Alıştırma amacı — Yargıtay kararı metnini "Yargıtay Kararı 7." ifadesini içeren yerden başlatıp "suretiyle davanın kabulüne karar verilmiştir." ifadesinden sonra bitirerek birebir kopyalayın.

Yargıtay Kararı 7. Hukuk Dairesi 2021/8099 E. 2023/624 K. 06.02.2023 T.

YARGITAY KARARI
DAİRE : 7. Hukuk Dairesi
ESAS NO : 2021/8099
KARAR NO : 2023/624
KARAR TARİHİ : 06.02.2023

Taraflar arasındaki muris muvazaasına dayalı tapu iptali ve tescil, olmadığı takdirde tenkis davasından dolayı yapılan yargılama sonunda İlk Derece Mahkemesince davanın kabulüne karar verilmiştir.

Kararın davalılar tarafından istinaf edilmesi üzerine, Bölge Adliye Mahkemesince başvurunun kabulü ile İlk Derece Mahkemesi hükmü kaldırılarak yeniden esas hakkında hüküm kurulmak suretiyle davanın kabulüne karar verilmiştir.

Bölge Adliye Mahkemesi kararı davalılar vekili tarafından temyiz edilmekle; kesinlik, süre, temyiz şartı ve diğer usul eksiklikleri yönünden yapılan ön inceleme sonucunda, temyiz dilekçesinin kabulüne karar verildikten ve Tetkik Hâkimi tarafından hazırlanan rapor dinlendikten sonra dosyadaki belgeler incelenip gereği düşünüldü:

I. DAVA
Davacı vekili dava dilekçesinde; davacı ve davalıların ortak mirasbırakanı Beşir Ayvaz’ın 16.03.2014 tarihinde vefat ettiğini, mirasbırakanın sağlığında 2515 ada 567 parseli satış göstermek suretiyle devrettiğini, davaya konu devrin muvazaalı yapıldığını, arada herhangi bir para alışverişinin bulunmadığını, taşınmazların devirden sonra ifrazen 2515 ada 11 ve 12 parsellere ayrıldığını beyan ederek davaya konu işlemin muris muvazaası nedeni ile tapu kaydının iptal edilerek davacı adına miras payı oranında tescilini, kabul edilmediği takdirde tenkisini talep etmiştir.

II. CEVAP
Davalılar vekili cevap dilekçesinde; davanın zamanaşımına uğradığını, mirasbırakanın asıl amacının satış olduğu arada muvazaa bulunmadığını, davalıların gelir sahibi olup taşınmazı satın alacak ekonomik güçlerinin bulunduğunu bu nedenle davanın reddine karar verilmesini istemiştir.

Sağlanan bilgiler —
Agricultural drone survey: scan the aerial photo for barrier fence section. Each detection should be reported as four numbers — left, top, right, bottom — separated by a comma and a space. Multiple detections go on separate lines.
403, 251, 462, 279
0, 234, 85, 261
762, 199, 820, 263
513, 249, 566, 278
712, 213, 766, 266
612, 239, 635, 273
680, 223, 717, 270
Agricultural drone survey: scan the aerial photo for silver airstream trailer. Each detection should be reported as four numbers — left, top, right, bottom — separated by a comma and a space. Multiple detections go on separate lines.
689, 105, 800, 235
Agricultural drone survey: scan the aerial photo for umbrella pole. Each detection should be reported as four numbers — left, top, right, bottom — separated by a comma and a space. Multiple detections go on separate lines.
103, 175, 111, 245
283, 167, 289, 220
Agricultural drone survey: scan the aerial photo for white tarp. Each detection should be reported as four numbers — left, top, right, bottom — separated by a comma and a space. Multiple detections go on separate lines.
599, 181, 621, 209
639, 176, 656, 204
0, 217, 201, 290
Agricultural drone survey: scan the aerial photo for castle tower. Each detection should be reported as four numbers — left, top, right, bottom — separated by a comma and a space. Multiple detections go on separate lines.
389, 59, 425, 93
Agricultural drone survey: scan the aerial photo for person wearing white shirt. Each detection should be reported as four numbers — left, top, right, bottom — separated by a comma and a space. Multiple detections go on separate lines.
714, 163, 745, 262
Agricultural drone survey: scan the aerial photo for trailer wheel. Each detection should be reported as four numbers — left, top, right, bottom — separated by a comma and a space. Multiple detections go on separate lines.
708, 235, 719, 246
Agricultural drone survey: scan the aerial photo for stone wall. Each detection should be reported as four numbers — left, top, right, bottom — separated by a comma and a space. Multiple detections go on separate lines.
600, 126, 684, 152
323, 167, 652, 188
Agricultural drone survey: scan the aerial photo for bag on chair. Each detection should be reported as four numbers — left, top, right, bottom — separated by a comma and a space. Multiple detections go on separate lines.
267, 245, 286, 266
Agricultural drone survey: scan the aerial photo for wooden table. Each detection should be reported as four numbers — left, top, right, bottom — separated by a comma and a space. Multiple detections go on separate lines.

Çıktı —
Yargıtay Kararı 7. Hukuk Dairesi 2021/8099 E. 2023/624 K. 06.02.2023 T.

YARGITAY KARARI
DAİRE : 7. Hukuk Dairesi
ESAS NO : 2021/8099
KARAR NO : 2023/624
KARAR TARİHİ : 06.02.2023

Taraflar arasındaki muris muvazaasına dayalı tapu iptali ve tescil, olmadığı takdirde tenkis davasından dolayı yapılan yargılama sonunda İlk Derece Mahkemesince davanın kabulüne karar verilmiştir.

Kararın davalılar tarafından istinaf edilmesi üzerine, Bölge Adliye Mahkemesince başvurunun kabulü ile İlk Derece Mahkemesi hükmü kaldırılarak yeniden esas hakkında hüküm kurulmak suretiyle davanın kabulüne karar verilmiştir.